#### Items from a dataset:
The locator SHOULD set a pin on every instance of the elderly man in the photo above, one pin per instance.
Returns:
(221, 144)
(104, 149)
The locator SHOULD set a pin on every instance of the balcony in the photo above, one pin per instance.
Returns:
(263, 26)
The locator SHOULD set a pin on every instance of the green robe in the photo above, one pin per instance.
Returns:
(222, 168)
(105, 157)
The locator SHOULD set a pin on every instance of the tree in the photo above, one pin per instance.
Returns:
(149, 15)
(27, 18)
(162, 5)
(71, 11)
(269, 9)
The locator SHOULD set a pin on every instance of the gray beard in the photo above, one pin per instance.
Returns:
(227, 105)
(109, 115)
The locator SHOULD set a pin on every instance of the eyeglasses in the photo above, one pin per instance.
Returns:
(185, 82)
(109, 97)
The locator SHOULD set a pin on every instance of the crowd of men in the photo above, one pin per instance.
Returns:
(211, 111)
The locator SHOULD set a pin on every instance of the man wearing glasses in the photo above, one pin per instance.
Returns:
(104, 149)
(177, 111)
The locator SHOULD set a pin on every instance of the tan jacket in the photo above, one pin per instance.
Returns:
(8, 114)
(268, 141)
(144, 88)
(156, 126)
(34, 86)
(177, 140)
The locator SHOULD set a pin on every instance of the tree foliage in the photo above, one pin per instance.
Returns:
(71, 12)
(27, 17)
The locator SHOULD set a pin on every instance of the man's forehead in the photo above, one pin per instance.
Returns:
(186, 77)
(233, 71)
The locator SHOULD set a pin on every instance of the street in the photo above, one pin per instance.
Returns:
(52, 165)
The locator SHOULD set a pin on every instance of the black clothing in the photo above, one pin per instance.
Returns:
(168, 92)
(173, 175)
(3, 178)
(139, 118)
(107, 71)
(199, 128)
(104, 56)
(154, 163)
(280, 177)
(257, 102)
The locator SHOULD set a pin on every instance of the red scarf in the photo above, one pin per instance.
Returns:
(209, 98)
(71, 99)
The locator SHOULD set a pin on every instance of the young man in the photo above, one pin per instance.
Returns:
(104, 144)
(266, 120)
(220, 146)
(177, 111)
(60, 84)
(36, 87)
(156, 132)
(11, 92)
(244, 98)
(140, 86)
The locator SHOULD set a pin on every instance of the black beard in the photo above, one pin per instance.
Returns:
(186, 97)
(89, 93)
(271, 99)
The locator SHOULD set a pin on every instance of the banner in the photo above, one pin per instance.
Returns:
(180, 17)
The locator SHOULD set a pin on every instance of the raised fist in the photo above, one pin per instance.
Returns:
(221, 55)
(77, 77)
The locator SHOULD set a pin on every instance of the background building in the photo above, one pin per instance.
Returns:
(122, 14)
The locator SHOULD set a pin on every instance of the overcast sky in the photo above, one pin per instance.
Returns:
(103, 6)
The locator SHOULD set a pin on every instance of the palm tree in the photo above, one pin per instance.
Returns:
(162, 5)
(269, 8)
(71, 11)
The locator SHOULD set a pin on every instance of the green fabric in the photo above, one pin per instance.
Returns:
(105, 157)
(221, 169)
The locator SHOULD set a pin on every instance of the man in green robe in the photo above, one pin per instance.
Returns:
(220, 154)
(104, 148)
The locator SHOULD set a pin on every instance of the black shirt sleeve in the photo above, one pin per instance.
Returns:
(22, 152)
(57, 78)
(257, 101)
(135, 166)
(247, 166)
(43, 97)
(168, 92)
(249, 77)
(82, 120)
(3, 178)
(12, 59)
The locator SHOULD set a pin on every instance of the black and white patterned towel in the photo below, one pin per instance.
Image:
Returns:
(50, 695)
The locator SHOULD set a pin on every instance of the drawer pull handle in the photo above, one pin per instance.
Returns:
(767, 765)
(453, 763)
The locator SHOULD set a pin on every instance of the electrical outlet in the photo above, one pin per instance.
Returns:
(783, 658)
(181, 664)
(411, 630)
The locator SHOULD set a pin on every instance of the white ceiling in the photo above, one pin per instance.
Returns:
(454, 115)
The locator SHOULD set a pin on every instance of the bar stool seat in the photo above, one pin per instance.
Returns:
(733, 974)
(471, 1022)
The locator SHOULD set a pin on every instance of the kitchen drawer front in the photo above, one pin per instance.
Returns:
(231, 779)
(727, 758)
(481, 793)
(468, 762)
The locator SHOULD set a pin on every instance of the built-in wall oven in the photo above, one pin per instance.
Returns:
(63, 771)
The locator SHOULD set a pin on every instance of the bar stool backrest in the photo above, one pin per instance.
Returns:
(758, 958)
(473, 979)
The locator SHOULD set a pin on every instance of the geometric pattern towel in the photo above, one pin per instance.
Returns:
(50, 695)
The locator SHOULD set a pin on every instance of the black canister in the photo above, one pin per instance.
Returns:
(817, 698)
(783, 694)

#### YOUR TASK:
Each entry above should be restated exactly as supplied.

#### OUTPUT OF THE EXERCISE:
The locator SHOULD set a pin on every instance of the elderly man in the photo above, one pin per instance.
Returns:
(221, 144)
(104, 149)
The locator SHOULD set a pin on every instance of the balcony in the photo above, one pin per instance.
Returns:
(263, 26)
The locator SHOULD set a pin on every instance of the green robe in the photo above, one pin per instance.
Returns:
(222, 168)
(105, 157)
The locator SHOULD set a pin on every instance of the tree in the photo above, one pin per instance.
Returns:
(149, 15)
(27, 18)
(162, 5)
(71, 11)
(269, 9)
The locator SHOULD set a pin on every instance of the gray beard in the photo above, one pin per instance.
Returns:
(227, 105)
(109, 115)
The locator SHOULD set a pin on every instance of the eyeglasses in the photo above, one pin per instance.
Returns:
(185, 82)
(109, 97)
The locator SHOULD set a pin on every instance of the crowd of men in the photo above, one pin per instance.
Returns:
(211, 111)
The locator SHOULD set a pin on every instance of the man wearing glasses in the photo above, one pin per instance.
Returns:
(104, 149)
(177, 111)
The locator SHOULD set a pin on every instance of the tan jacket in the photo above, one pin per instance.
Returns:
(8, 114)
(268, 141)
(144, 88)
(156, 126)
(34, 86)
(177, 140)
The locator SHOULD set a pin on every instance of the tree foliage in the photo above, one pin per instance.
Returns:
(71, 12)
(27, 17)
The locator SHOULD set a pin on every instance of the man's forehead in the photo above, one pin per instance.
Returns:
(186, 77)
(233, 71)
The locator SHOULD set a pin on every instance of the street in the photo above, one pin per instance.
Returns:
(52, 165)
The locator SHOULD set a pin on every instance of the black clothing in the photo above, one pin per instance.
Returns:
(168, 92)
(173, 175)
(3, 178)
(139, 118)
(107, 71)
(199, 128)
(104, 56)
(154, 163)
(280, 177)
(257, 102)
The locator SHOULD set a pin on every instance of the red scarf in the photo above, one pin per instance.
Returns:
(209, 98)
(71, 99)
The locator SHOULD set a pin on every instance of the young man in the photo above, one pin per instance.
Returns:
(104, 144)
(266, 120)
(220, 146)
(177, 111)
(60, 84)
(36, 87)
(156, 132)
(11, 92)
(244, 98)
(140, 86)
The locator SHOULD set a pin on every instance of the black beard in the photo above, one pin per instance.
Returns:
(186, 97)
(89, 93)
(271, 99)
The locator SHOULD set a pin on every instance of the banner in the photo above, one pin per instance.
Returns:
(180, 17)
The locator SHOULD set a pin on every instance of the raised fist in the photo above, one pin per instance.
Returns:
(221, 55)
(77, 77)
The locator SHOULD set a pin on every instance of the background building in the photo above, one pin per instance.
Returns:
(122, 14)
The locator SHOULD set a pin on every instance of the overcast sky in the photo above, one pin per instance.
Returns:
(103, 6)
The locator SHOULD set a pin on every instance of the palm tree in the photo above, one pin per instance.
Returns:
(162, 5)
(269, 8)
(71, 11)
The locator SHOULD set a pin on every instance of the green fabric in the photo above, one pin per instance.
Returns:
(105, 157)
(221, 169)
The locator SHOULD set a pin on every instance of the man in green robe in the photo above, one pin per instance.
Returns:
(220, 154)
(104, 148)
The locator SHOULD set a pin on every instance of the black shirt sleeve in the photo above, one pin per instance.
Returns:
(22, 152)
(57, 78)
(257, 101)
(135, 166)
(247, 166)
(43, 97)
(168, 92)
(249, 77)
(82, 120)
(3, 178)
(12, 59)
The locator SHOULD set a pin on every instance of the black and white patterned towel in the photo below, one pin per instance.
Image:
Returns:
(50, 695)
The locator SHOULD set a pin on every instance of the drawer pull handle in the photo above, one pin per instance.
Returns:
(767, 765)
(453, 763)
The locator SHOULD set a pin on every instance of the electrical outlet in the photo above, one pin per instance.
Returns:
(783, 658)
(181, 664)
(411, 630)
The locator SHOULD set a pin on every instance of the white ceiling in the photo above, one pin per instance.
Returns:
(454, 115)
The locator SHOULD set a pin on every instance of the bar stool seat in the photo above, one pin per instance.
Returns:
(733, 974)
(471, 1022)
The locator SHOULD set a pin on every instance of the kitchen drawer front in the photo above, one pin per instance.
Returns:
(231, 779)
(727, 758)
(481, 793)
(468, 762)
The locator SHOULD set a pin on every instance of the built-in wall oven in the photo above, one pin per instance.
Returns:
(63, 771)
The locator SHOULD set a pin on every instance of the bar stool backrest in the photo above, one pin per instance.
Returns:
(758, 958)
(473, 979)
The locator SHOULD set a pin on every instance of the geometric pattern towel in the photo above, one pin per instance.
Returns:
(50, 695)
The locator SHOULD set a pin on every instance of the black canister in the photo above, one pin per instance.
Returns:
(817, 698)
(783, 694)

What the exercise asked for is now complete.